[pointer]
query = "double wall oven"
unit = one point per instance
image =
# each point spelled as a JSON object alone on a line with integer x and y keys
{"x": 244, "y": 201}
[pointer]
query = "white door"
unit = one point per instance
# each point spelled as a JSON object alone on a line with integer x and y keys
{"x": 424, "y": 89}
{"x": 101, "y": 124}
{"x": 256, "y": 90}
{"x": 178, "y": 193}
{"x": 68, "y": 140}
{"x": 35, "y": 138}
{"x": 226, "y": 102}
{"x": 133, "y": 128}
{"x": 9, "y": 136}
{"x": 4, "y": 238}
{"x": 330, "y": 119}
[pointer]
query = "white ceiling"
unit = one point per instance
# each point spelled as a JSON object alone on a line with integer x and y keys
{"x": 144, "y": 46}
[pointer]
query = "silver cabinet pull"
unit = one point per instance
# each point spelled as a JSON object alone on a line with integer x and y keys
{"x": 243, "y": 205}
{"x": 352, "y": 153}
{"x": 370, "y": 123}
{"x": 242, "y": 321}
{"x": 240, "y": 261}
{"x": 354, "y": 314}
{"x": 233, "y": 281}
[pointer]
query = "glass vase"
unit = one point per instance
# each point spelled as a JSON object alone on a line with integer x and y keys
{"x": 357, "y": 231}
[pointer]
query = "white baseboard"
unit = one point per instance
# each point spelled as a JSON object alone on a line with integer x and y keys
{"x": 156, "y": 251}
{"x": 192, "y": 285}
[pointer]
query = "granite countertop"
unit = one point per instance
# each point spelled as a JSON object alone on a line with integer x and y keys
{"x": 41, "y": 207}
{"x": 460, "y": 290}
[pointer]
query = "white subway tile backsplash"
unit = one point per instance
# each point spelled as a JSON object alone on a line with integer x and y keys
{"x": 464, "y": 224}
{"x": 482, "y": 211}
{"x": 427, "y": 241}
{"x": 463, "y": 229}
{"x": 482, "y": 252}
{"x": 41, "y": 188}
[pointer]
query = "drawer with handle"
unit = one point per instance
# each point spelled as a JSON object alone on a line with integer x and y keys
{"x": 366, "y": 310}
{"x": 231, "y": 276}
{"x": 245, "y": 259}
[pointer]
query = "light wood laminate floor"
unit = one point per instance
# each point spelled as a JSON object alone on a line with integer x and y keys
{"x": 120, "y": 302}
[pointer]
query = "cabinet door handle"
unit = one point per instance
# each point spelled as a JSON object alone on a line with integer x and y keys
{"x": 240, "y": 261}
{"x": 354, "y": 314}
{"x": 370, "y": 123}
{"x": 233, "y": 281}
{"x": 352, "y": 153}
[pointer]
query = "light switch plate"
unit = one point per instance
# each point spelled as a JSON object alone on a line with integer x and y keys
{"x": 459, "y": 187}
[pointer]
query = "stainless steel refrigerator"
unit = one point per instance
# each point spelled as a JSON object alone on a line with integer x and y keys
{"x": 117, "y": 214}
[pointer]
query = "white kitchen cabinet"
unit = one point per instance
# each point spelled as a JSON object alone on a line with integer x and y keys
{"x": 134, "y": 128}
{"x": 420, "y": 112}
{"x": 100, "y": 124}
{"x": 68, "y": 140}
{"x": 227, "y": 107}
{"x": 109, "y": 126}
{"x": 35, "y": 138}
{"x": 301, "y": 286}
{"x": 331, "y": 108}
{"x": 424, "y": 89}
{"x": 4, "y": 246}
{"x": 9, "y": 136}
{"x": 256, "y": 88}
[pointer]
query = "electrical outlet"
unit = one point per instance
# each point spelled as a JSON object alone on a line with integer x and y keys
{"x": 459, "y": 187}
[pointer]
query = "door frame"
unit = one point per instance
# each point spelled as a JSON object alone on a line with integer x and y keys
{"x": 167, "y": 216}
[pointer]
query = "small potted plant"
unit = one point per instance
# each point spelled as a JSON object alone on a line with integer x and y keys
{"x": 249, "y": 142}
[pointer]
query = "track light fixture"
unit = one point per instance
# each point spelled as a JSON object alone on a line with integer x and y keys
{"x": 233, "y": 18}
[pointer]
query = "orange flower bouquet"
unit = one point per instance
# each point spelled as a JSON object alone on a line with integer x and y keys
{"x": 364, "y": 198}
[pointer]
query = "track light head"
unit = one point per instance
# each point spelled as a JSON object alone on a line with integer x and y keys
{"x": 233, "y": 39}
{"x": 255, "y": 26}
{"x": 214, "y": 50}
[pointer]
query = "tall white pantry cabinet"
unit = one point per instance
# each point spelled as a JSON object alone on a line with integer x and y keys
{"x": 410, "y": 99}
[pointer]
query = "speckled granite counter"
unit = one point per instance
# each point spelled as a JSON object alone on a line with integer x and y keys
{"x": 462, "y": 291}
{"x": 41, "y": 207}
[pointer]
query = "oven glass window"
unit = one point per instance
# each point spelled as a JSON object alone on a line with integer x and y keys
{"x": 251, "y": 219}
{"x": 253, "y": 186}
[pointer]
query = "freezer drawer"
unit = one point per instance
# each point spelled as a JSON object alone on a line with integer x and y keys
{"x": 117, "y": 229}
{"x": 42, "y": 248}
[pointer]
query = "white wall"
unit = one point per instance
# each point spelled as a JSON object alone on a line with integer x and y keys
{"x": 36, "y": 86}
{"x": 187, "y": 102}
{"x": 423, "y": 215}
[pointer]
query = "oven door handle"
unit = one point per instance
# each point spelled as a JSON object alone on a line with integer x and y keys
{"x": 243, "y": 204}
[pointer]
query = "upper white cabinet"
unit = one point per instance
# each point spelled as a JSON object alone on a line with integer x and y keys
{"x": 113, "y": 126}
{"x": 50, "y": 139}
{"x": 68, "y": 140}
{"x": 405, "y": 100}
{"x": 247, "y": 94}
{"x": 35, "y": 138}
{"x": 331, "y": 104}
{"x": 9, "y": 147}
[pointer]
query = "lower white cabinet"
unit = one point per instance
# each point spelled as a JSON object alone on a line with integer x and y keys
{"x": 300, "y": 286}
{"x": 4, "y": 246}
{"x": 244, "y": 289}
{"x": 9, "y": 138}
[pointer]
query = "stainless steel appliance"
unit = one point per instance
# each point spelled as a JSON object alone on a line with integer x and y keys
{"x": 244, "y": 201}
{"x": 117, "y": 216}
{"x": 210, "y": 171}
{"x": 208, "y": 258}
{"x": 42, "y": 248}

++++++++++

• _Given problem_
Write every entry out again exactly.

• _The completed task_
[pointer]
query = "double wall oven"
unit = one point per instance
image =
# each point spelled as a JSON object alone on a line with integer x and y keys
{"x": 244, "y": 201}
[pointer]
query = "white door"
unit = one point per instance
# each point spelled as a JSON object alone on a line with integer x and y keys
{"x": 424, "y": 89}
{"x": 101, "y": 124}
{"x": 256, "y": 90}
{"x": 178, "y": 193}
{"x": 68, "y": 140}
{"x": 35, "y": 138}
{"x": 226, "y": 102}
{"x": 133, "y": 128}
{"x": 9, "y": 136}
{"x": 4, "y": 238}
{"x": 330, "y": 119}
[pointer]
query = "white ceiling"
unit = one point per instance
# each point spelled as a JSON object alone on a line with integer x and y keys
{"x": 144, "y": 46}
[pointer]
query = "silver cabinet pull"
unit = one point per instance
# each point spelled as a JSON object alone on a line with integer x and y keys
{"x": 243, "y": 205}
{"x": 352, "y": 153}
{"x": 370, "y": 123}
{"x": 242, "y": 321}
{"x": 240, "y": 261}
{"x": 354, "y": 314}
{"x": 233, "y": 281}
[pointer]
query = "glass vase"
unit = one point per instance
# each point spelled as a JSON object alone on a line with integer x and y keys
{"x": 357, "y": 231}
[pointer]
query = "white baseboard"
unit = one point per instance
# each point spelled as a JSON object alone on a line with integer x and y keys
{"x": 156, "y": 251}
{"x": 192, "y": 285}
[pointer]
query = "granite countertop"
unit = one point per instance
# each point spelled as a JSON object alone on a line with integer x and y keys
{"x": 41, "y": 207}
{"x": 460, "y": 290}
[pointer]
query = "white subway tile backsplash"
unit = one point per instance
# each point spelled as a JSON object alone on a line with integer x and y keys
{"x": 464, "y": 224}
{"x": 482, "y": 211}
{"x": 427, "y": 241}
{"x": 463, "y": 229}
{"x": 482, "y": 252}
{"x": 41, "y": 188}
[pointer]
query = "drawer with handle"
unit = one point per instance
# each point spelled as a JSON object alone on a line with integer x and y keys
{"x": 366, "y": 310}
{"x": 231, "y": 276}
{"x": 245, "y": 259}
[pointer]
query = "light wood laminate floor"
unit = one point per instance
# each point spelled as a JSON object alone on a line with integer x and y keys
{"x": 120, "y": 302}
[pointer]
query = "cabinet door handle"
unit = one point per instance
# each point spelled as a JSON object alone on a line with integer x and y keys
{"x": 240, "y": 261}
{"x": 354, "y": 314}
{"x": 370, "y": 123}
{"x": 233, "y": 281}
{"x": 352, "y": 153}
[pointer]
query = "light switch plate"
unit = one point per instance
# each point spelled as a JSON object alone on a line with integer x and y keys
{"x": 459, "y": 187}
[pointer]
query = "stainless steel refrigerator"
unit = one point per instance
# each point spelled as a JSON object alone on a line with integer x and y keys
{"x": 117, "y": 214}
[pointer]
query = "white kitchen cabinet"
unit = one point per instance
# each point spelled as a JSON object alone on a line with integer x and y keys
{"x": 134, "y": 128}
{"x": 420, "y": 112}
{"x": 100, "y": 124}
{"x": 68, "y": 140}
{"x": 227, "y": 107}
{"x": 109, "y": 126}
{"x": 35, "y": 138}
{"x": 301, "y": 286}
{"x": 331, "y": 108}
{"x": 424, "y": 89}
{"x": 4, "y": 246}
{"x": 9, "y": 136}
{"x": 256, "y": 88}
[pointer]
query = "electrical outlet"
unit = one point per instance
# each point spelled as a JSON object alone on a line with integer x and y keys
{"x": 459, "y": 187}
[pointer]
query = "door frame"
unit = one point per instance
# each point spelled as a JSON object alone on a line with integer x and y keys
{"x": 167, "y": 216}
[pointer]
query = "small potted plant"
unit = one point per instance
# each point spelled as a JSON object alone on a line with integer x and y keys
{"x": 249, "y": 142}
[pointer]
query = "track light fixture"
unit = one point per instance
# each point spelled as a JSON object alone on a line with integer x and y keys
{"x": 233, "y": 18}
[pointer]
query = "orange flower bouquet"
unit = one point per instance
# each point spelled as a JSON object alone on a line with integer x and y keys
{"x": 364, "y": 198}
[pointer]
query = "track light head"
unit = one point per instance
# each point spelled as a JSON object alone on a line with integer x and y keys
{"x": 233, "y": 39}
{"x": 255, "y": 26}
{"x": 214, "y": 50}
[pointer]
query = "tall white pantry cabinet"
unit = one point per instance
# each point spelled as a JSON object alone on a line with integer x and y keys
{"x": 410, "y": 99}
[pointer]
query = "speckled granite counter"
unit = one point per instance
# each point spelled as a JSON object alone on a line with integer x and y keys
{"x": 462, "y": 291}
{"x": 41, "y": 207}
[pointer]
query = "oven glass window"
unit = one point per instance
# each point spelled as a JSON object alone on a line with integer x and y keys
{"x": 251, "y": 219}
{"x": 253, "y": 186}
[pointer]
query = "freezer drawer"
unit = one point per instance
# each point spelled as a JSON object alone on a line with integer x and y keys
{"x": 117, "y": 229}
{"x": 42, "y": 248}
[pointer]
query = "white wall"
unit = one point per instance
# each point spelled as a JSON object alone on a line with integer x and y keys
{"x": 36, "y": 86}
{"x": 187, "y": 102}
{"x": 423, "y": 215}
[pointer]
query = "oven door handle"
unit = one point per instance
# each point spelled as a JSON object alone on a line with integer x and y keys
{"x": 243, "y": 204}
[pointer]
query = "upper white cabinet"
unit = one point per instance
# each point spelled as a JSON object alone on a line with integer x and y keys
{"x": 113, "y": 126}
{"x": 50, "y": 139}
{"x": 68, "y": 140}
{"x": 405, "y": 100}
{"x": 247, "y": 94}
{"x": 35, "y": 138}
{"x": 331, "y": 104}
{"x": 9, "y": 147}
[pointer]
query = "lower white cabinet"
unit = one point per instance
# each point spelled as a JSON object alone on a line with integer x and y keys
{"x": 300, "y": 286}
{"x": 4, "y": 246}
{"x": 244, "y": 289}
{"x": 9, "y": 138}
[pointer]
query = "stainless steel appliance"
unit = one point per instance
# each point spelled as a JSON object alone on a line with integer x and y keys
{"x": 244, "y": 201}
{"x": 117, "y": 216}
{"x": 210, "y": 171}
{"x": 208, "y": 258}
{"x": 42, "y": 248}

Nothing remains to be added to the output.